===== RECORDS SUPPLIED

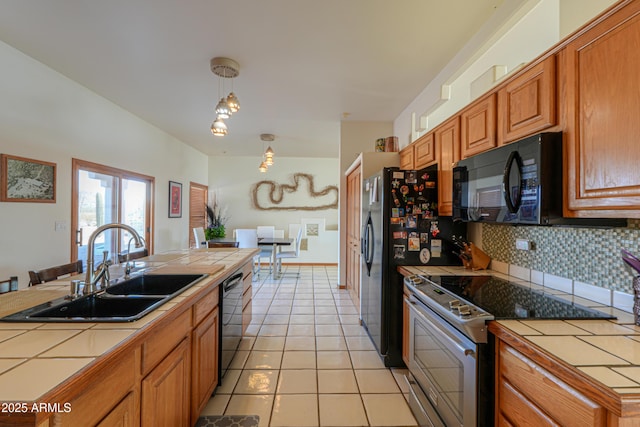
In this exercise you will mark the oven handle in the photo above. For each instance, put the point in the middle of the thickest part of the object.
(420, 310)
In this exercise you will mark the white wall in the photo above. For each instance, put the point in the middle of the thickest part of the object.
(355, 138)
(524, 34)
(232, 179)
(46, 116)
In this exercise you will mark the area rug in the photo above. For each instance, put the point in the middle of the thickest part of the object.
(228, 421)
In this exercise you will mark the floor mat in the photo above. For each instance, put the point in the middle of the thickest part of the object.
(228, 421)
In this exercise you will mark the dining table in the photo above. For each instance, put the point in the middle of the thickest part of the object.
(275, 243)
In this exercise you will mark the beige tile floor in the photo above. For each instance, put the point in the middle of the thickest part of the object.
(307, 361)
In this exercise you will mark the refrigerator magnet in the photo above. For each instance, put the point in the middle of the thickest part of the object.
(425, 255)
(414, 244)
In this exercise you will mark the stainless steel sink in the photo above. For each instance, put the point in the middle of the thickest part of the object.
(155, 284)
(125, 301)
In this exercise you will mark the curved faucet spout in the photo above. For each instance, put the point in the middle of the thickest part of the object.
(90, 279)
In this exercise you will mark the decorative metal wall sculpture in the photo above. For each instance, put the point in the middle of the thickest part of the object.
(269, 195)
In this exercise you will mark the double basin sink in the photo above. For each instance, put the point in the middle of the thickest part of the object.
(125, 301)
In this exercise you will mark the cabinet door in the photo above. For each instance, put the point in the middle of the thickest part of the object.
(123, 415)
(204, 363)
(447, 138)
(407, 157)
(530, 395)
(165, 391)
(424, 151)
(527, 104)
(478, 127)
(600, 87)
(354, 194)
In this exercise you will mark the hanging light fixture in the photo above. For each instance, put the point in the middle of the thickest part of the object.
(219, 128)
(224, 68)
(268, 155)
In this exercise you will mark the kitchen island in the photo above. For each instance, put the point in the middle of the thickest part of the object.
(159, 370)
(562, 372)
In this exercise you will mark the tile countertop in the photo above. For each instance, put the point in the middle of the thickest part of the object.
(605, 351)
(37, 357)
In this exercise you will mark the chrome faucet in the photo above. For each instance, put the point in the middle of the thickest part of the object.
(128, 266)
(102, 272)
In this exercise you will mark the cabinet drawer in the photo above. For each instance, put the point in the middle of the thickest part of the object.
(103, 394)
(205, 305)
(557, 399)
(162, 342)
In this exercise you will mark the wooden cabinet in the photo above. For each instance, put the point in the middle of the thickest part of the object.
(165, 391)
(599, 87)
(123, 415)
(204, 362)
(447, 140)
(424, 151)
(527, 103)
(478, 127)
(407, 157)
(354, 213)
(529, 395)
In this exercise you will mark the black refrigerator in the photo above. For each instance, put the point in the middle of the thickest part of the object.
(400, 227)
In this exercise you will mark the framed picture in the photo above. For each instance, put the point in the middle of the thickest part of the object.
(175, 199)
(27, 180)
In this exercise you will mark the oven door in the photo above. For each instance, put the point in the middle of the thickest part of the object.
(444, 364)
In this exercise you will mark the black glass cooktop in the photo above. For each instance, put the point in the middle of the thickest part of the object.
(508, 300)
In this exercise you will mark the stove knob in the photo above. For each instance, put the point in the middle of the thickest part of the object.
(464, 310)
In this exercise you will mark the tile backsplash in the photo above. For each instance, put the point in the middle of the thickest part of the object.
(586, 255)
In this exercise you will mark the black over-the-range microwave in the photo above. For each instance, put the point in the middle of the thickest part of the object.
(519, 183)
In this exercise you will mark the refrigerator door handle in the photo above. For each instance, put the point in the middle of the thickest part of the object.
(369, 247)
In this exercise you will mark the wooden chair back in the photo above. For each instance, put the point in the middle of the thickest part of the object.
(5, 286)
(52, 273)
(122, 256)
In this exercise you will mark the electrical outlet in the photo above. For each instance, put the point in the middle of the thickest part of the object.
(523, 244)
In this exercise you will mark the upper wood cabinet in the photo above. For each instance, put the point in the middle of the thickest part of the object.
(424, 151)
(600, 90)
(478, 126)
(527, 104)
(447, 140)
(407, 155)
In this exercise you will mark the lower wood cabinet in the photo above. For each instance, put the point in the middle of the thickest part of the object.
(123, 415)
(529, 395)
(204, 362)
(166, 391)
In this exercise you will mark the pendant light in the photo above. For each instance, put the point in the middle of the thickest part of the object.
(219, 128)
(224, 68)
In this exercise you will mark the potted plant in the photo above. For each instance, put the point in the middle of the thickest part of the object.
(216, 217)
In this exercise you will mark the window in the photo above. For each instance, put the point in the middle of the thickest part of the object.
(103, 195)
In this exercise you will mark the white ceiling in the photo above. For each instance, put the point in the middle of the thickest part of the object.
(303, 63)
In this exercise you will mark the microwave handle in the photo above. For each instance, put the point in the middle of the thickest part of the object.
(512, 205)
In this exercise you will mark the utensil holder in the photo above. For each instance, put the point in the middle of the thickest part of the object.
(636, 300)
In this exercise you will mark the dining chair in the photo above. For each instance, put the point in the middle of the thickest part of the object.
(53, 273)
(201, 241)
(248, 238)
(6, 285)
(284, 254)
(268, 232)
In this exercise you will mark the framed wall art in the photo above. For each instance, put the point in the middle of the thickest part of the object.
(175, 199)
(27, 180)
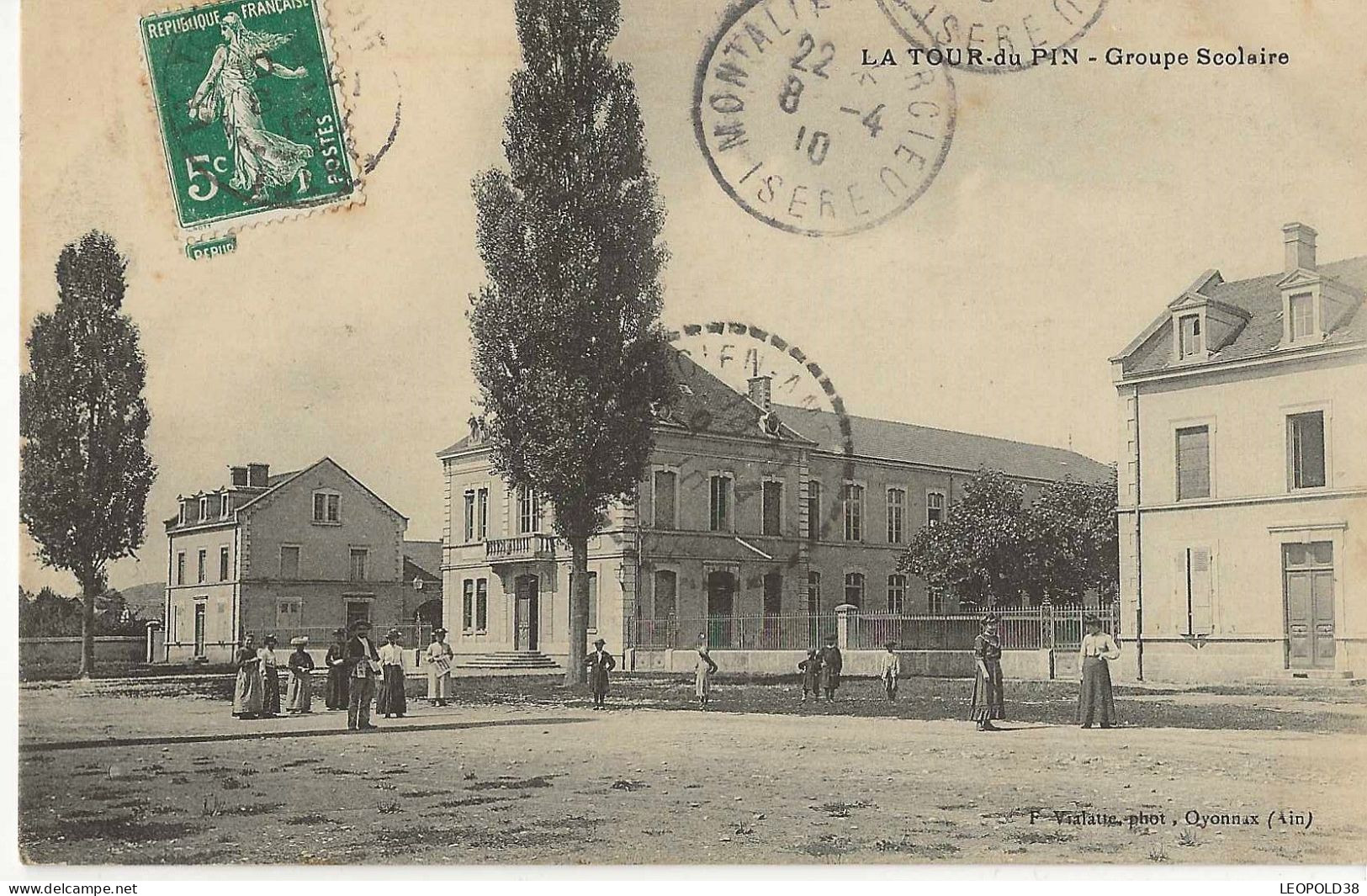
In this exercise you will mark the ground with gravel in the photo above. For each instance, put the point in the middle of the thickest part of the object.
(521, 771)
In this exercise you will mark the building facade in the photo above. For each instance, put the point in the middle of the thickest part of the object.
(1242, 489)
(286, 554)
(754, 519)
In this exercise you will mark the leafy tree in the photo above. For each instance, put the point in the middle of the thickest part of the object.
(569, 351)
(991, 548)
(85, 472)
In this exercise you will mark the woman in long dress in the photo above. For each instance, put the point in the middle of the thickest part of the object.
(262, 159)
(391, 701)
(988, 687)
(269, 679)
(299, 695)
(703, 673)
(338, 672)
(247, 690)
(439, 668)
(1095, 702)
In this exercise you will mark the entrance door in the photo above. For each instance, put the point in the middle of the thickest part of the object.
(200, 623)
(721, 607)
(1308, 574)
(525, 613)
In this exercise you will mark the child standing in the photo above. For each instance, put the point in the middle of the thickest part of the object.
(889, 671)
(811, 669)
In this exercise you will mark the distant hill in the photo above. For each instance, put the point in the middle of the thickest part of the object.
(146, 599)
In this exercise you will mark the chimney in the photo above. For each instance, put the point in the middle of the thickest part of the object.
(760, 390)
(1301, 245)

==========

[WHAT TO DO]
Transcribe each entry precisely as given, leaving the pictures out.

[FULL ANSWER]
In this exercise you will mark the oven handle in the photo above. For each instance, put the point in the middle of the thickest part of the object.
(420, 310)
In this exercise you will mark the white wall in the photo above. For each instance, put the point in the middle of the thickest part of the object.
(355, 138)
(524, 34)
(232, 179)
(46, 116)
In this exercise you will mark the area rug in the photo above. For each instance, put the point in the middle of the thickest part of the object.
(228, 421)
In this exercise you will mark the floor mat in the photo above. For each instance, put the point in the middle of the thickest part of the object.
(228, 421)
In this exercise you will mark the dining table in the photo above. For each instance, put the point in the middle of the thickest part of the object.
(275, 243)
In this exercise you will mark the beige tile floor in the photo above. For each instance, put the point in the middle of the thickest part of the object.
(307, 361)
In this exercise you will mark the refrigerator magnet in the photo above. For each instance, put the point in the middle of the thickest part of the object.
(425, 255)
(414, 244)
In this exercise you will mark the stainless steel sink in the photo above. For each instance, put the point in the middle of the thickest part of the object.
(155, 284)
(125, 301)
In this exercise you will mark the curved faucet spout in the photo above. For each instance, put the point in the middle of the thickest part of the object.
(90, 279)
In this exercise you will mark the decorative metal wall sculpture in the photo above. For each instance, put the point in the middle of the thickest part of the object.
(269, 195)
In this exercise you will mark the double basin sink in the photo above. For each instance, put the point in the middle of the thickest part of the object.
(125, 301)
In this exercise you will mark the cabinet door in the photo above. For each instance, put the point in the middle of the thickest part of the object.
(123, 415)
(204, 363)
(447, 138)
(407, 157)
(530, 395)
(165, 391)
(424, 151)
(527, 104)
(478, 127)
(600, 87)
(354, 194)
In this exercise you will mark the hanging light fixture in the photo above. For each instance, put the point in the middle of the thickest part of the object.
(219, 128)
(224, 68)
(268, 155)
In this exercise you will mark the kitchen island in the photo above. For each instance, put the point in the middle of the thickest part of the object.
(159, 370)
(562, 372)
In this exercise you will mark the tile countertop in the photo above. For each instance, put the point in the middle of the thickest part of the object.
(605, 351)
(37, 357)
In this exercise you will mark the chrome faucet in the photo above. For each instance, put the point in the middle of the thickest part of the object.
(128, 266)
(102, 272)
In this exercise you will mark the cabinet drawer in the photo above. For each instance, put the point in the middle of the thickest part of the object.
(103, 394)
(205, 305)
(557, 399)
(162, 342)
In this exercise you will mark the wooden cabinet in the photo above. For each instance, put the point in the middle of the thickest part of the object.
(165, 391)
(599, 87)
(123, 415)
(204, 362)
(447, 140)
(424, 151)
(527, 103)
(478, 127)
(407, 157)
(354, 213)
(529, 395)
In this exercise you will mark the black refrigerator in the photo above. For each instance, put the point in the middle of the thickest part of the object.
(400, 227)
In this exercise you will mark the framed picture in the photo above. For each instance, put the point in the middle of the thickest part of the object.
(175, 199)
(27, 180)
In this exercise you will mark the oven door in the photo above. For each instance, put the point in the middle of the thickest part of the object.
(444, 364)
In this exercise you will mark the black glass cooktop in the photo above. For each instance, put the point in the middle of the thickest part of the object.
(508, 300)
In this exercise you will mark the stove knob in the photo above. For each instance, put the point in the middle of the thickest part of the object.
(464, 310)
In this exercise you will mark the tile backsplash in the photo above. For each instance, put the point in the middle of the thickest part of the object.
(586, 255)
In this exercise you will mark the black over-the-range microwave in the photo above. For each instance, put the point in the middle of the thickest part of the object.
(519, 183)
In this exercise you will mark the refrigerator door handle in the photo above. For each instance, put the point in the middle of the thickest part of the object.
(369, 247)
In this exercise you will mark the wooden chair back in the photo above. For each instance, put the point in the middle of the thickest part of the object.
(5, 286)
(52, 273)
(122, 256)
In this exercise you will mark the electrical outlet in the photo above. For each instance, put the point in the middle of the thickest part of the object.
(523, 244)
In this exercise you will mark the upper wood cabinet in the photo above. For each instance, put the point in the middle of the thickest part of the object.
(424, 151)
(600, 90)
(478, 126)
(527, 104)
(447, 140)
(407, 155)
In this exercise you will mark the lower wood cabinet in the photo above. For each instance, put the point in the middle of the thickest part of the object.
(123, 415)
(529, 395)
(204, 362)
(166, 391)
In this exercise you will mark the pendant light in the photo above. For each instance, put the point in the middle of the thickest part of the object.
(219, 128)
(224, 68)
In this exercise you will mark the potted plant in the photo above. For each instance, put the point in the middle of the thickest part of the object.
(216, 217)
In this exercise you will mark the window in the photo above. For each instance, put the point in the middle of the thickest part of the object.
(103, 195)
In this exercise you will mark the white ceiling in the photo above. For each instance, put the point in the middle of the thickest part of the object.
(303, 63)
In this exercise you will mark the microwave handle in the photo above. For each instance, put the point in the middle of the thickest part of the object.
(512, 205)
In this exercise you will mark the utensil holder in the photo above. For each instance, put the point in the middle of the thickest part of the object.
(636, 300)
In this exercise you will mark the dining chair in the photo above. For each instance, put the point in the middle of the thickest part of the object.
(53, 273)
(201, 241)
(248, 238)
(6, 285)
(284, 254)
(268, 232)
In this exercise you will mark the framed wall art in the photo above. For each instance, put the point in the middle of the thickest part of the object.
(175, 199)
(27, 180)
In this exercise you will mark the ground with gravel in the photo above. For each instance, put the point in the middle of the thickest part of the object.
(521, 771)
In this exercise you will mark the building facade in the photo above. For each instance, put the point in the middle of the thickest part of the object.
(1242, 489)
(286, 554)
(754, 519)
In this exercise you will mark the leafy tree in the photo above. For each instance, put the point in the middle of the thickest part of the object.
(569, 351)
(991, 548)
(85, 472)
In this exercise you will mark the woman in long dress in the photo above. For each instance, put the point in the middle of the thickest part of the object.
(262, 159)
(391, 701)
(988, 687)
(269, 679)
(299, 695)
(703, 673)
(338, 672)
(247, 690)
(439, 668)
(1095, 702)
In this exercise you will mark the entrance door in the photo above. For each instance, put the point in the middle of the thickest part of the object.
(200, 623)
(721, 607)
(1308, 574)
(525, 613)
In this exercise you will mark the child standing in the photo above. For each instance, put the point in the middle of the thickest part of the object.
(889, 671)
(811, 669)
In this exercise you will mark the distant hill in the photo above. For each instance, put the point in the middle of the thickest part of the object.
(146, 599)
In this exercise you will mark the chimney in the photo above. For each instance, put the point in the middle of the thickest part of the object.
(760, 390)
(1301, 245)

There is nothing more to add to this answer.